-- start of DOCUMENT --

From 1761527ba084d239dd2b2a1617693fcd9885ae05 Mon Sep 17 00:00:00 2001
From: Evelynn-V <liwenlin0223l@gmail.com>
Date: Thu, 5 Feb 2026 15:20:40 +0800
Subject: [PATCH 2/5] Fix the review comments and add the NCCL test

Signed-off-by: Evelynn-V <liwenlin0223l@gmail.com>
---
 ci/lint/pydoclint-baseline.txt                |  1 -
 .../ray/util/collective/backend_registry.py   |  3 +-
 python/ray/util/collective/collective.py      | 10 +---
 .../collective_group/nccl_collective_group.py |  3 +-
 .../torch_gloo_collective_group.py            | 17 +++---
 ....py => gloo_allreduce_register_example.py} |  6 +--
 .../nccl_allreduce_register_example.py        | 54 +++++++++++++++++++
 python/ray/util/collective/types.py           | 21 --------
 8 files changed, 70 insertions(+), 45 deletions(-)
 rename python/ray/util/collective/examples/{gloo_allreduce_example.py => gloo_allreduce_register_example.py} (91%)
 create mode 100644 python/ray/util/collective/examples/nccl_allreduce_register_example.py

diff --git a/ci/lint/pydoclint-baseline.txt b/ci/lint/pydoclint-baseline.txt
index 683e71488691..4eb5bed0b370 100644
--- a/ci/lint/pydoclint-baseline.txt
+++ b/ci/lint/pydoclint-baseline.txt
@@ -2281,7 +2281,6 @@ python/ray/util/client/worker.py
 --------------------
 python/ray/util/collective/collective.py
     DOC101: Function `init_collective_group`: Docstring contains fewer arguments than in function signature.

-- end of DOCUMENT --
-- start of SUPPLIED MATERIAL --

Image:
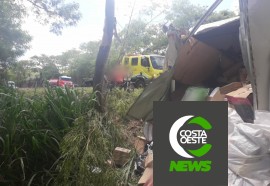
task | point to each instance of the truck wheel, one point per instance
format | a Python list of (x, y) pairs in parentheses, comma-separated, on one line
[(140, 84)]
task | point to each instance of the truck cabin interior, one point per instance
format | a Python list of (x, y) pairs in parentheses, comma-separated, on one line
[(212, 58)]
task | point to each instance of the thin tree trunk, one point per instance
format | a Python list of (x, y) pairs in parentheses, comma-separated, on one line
[(103, 54)]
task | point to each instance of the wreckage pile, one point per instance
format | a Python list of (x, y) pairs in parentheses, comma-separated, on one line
[(211, 66)]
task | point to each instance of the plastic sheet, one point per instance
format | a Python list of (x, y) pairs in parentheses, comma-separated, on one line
[(249, 150)]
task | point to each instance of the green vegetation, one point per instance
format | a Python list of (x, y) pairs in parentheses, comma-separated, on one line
[(55, 136)]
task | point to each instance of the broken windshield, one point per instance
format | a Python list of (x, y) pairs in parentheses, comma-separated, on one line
[(157, 62)]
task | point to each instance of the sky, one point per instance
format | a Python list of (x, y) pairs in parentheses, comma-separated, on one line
[(90, 27)]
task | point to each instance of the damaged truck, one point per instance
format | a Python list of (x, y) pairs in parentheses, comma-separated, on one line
[(223, 61)]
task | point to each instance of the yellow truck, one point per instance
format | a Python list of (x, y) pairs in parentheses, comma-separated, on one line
[(144, 68)]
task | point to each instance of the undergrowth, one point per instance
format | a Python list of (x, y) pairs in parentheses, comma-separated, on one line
[(57, 138)]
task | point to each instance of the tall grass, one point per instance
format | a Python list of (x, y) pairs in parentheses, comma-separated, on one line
[(31, 130), (55, 137)]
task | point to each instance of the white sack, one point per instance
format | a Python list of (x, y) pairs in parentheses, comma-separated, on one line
[(249, 150)]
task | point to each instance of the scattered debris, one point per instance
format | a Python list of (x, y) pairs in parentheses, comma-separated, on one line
[(139, 144), (121, 156)]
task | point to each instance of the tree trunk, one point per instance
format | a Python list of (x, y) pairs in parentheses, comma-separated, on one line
[(103, 54)]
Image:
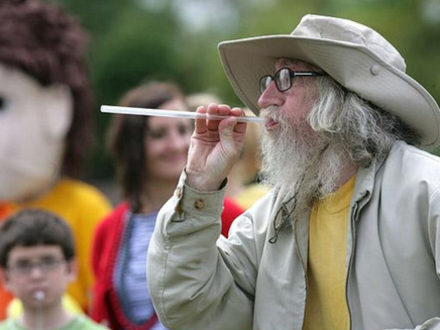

-- end of SUPPLIED MATERIAL --

> _STATED GOAL A_:
Answer these questions about the Ray collective patch, one per line:
(i) How many insertions and how many deletions does the summary line report?
(ii) Which file is listed with create mode 100644?
(iii) Which function is named in the DOC101 line?
> _STATED GOAL B_: Reproduce the part of the Ray collective patch starting with "Signed-off-by: Evelynn-V <liwenlin0223l@gmail.com>" and going on through "insertions(+), 45 deletions(-)".
> _STATED GOAL C_: Write what comes next in the Ray collective patch, picking up after its last line.
The entries come from a separate source.

> _EXPECTED OUTPUT A_:
(i) 70 insertions and 45 deletions.
(ii) python/ray/util/collective/examples/nccl_allreduce_register_example.py
(iii) init_collective_group

> _EXPECTED OUTPUT B_:
Signed-off-by: Evelynn-V <liwenlin0223l@gmail.com>
---
 ci/lint/pydoclint-baseline.txt                |  1 -
 .../ray/util/collective/backend_registry.py   |  3 +-
 python/ray/util/collective/collective.py      | 10 +---
 .../collective_group/nccl_collective_group.py |  3 +-
 .../torch_gloo_collective_group.py            | 17 +++---
 ....py => gloo_allreduce_register_example.py} |  6 +--
 .../nccl_allreduce_register_example.py        | 54 +++++++++++++++++++
 python/ray/util/collective/types.py           | 21 --------
 8 files changed, 70 insertions(+), 45 deletions(-)

> _EXPECTED OUTPUT C_:
-    DOC107: Function `init_collective_group`: The option `--arg-type-hints-in-signature` is `True` but not all args in the signature have type hints
     DOC103: Function `init_collective_group`: Docstring arguments are different from function arguments. (Or could be other formatting issues: https://jsh9.github.io/pydoclint/violation_codes.html#notes-on-doc103 ). Arguments in the function signature but not in the docstring: [gloo_timeout: int].
     DOC202: Function `init_collective_group` has a return section in docstring, but there are no return statements or annotations
     DOC101: Function `create_collective_group`: Docstring contains fewer arguments than in function signature.
diff --git a/python/ray/util/collective/backend_registry.py b/python/ray/util/collective/backend_registry.py
index 7c8e44f11a14..3e11f3f1d2a6 100644
--- a/python/ray/util/collective/backend_registry.py
+++ b/python/ray/util/collective/backend_registry.py
@@ -5,11 +5,12 @@
 
 class BackendRegistry:
     _instance = None
-    _map: Dict[str, Type[BaseGroup]] = {}
+    _map: Dict[str, Type[BaseGroup]]
 
     def __new__(cls):
         if cls._instance is None:
             cls._instance = super(BackendRegistry, cls).__new__(cls)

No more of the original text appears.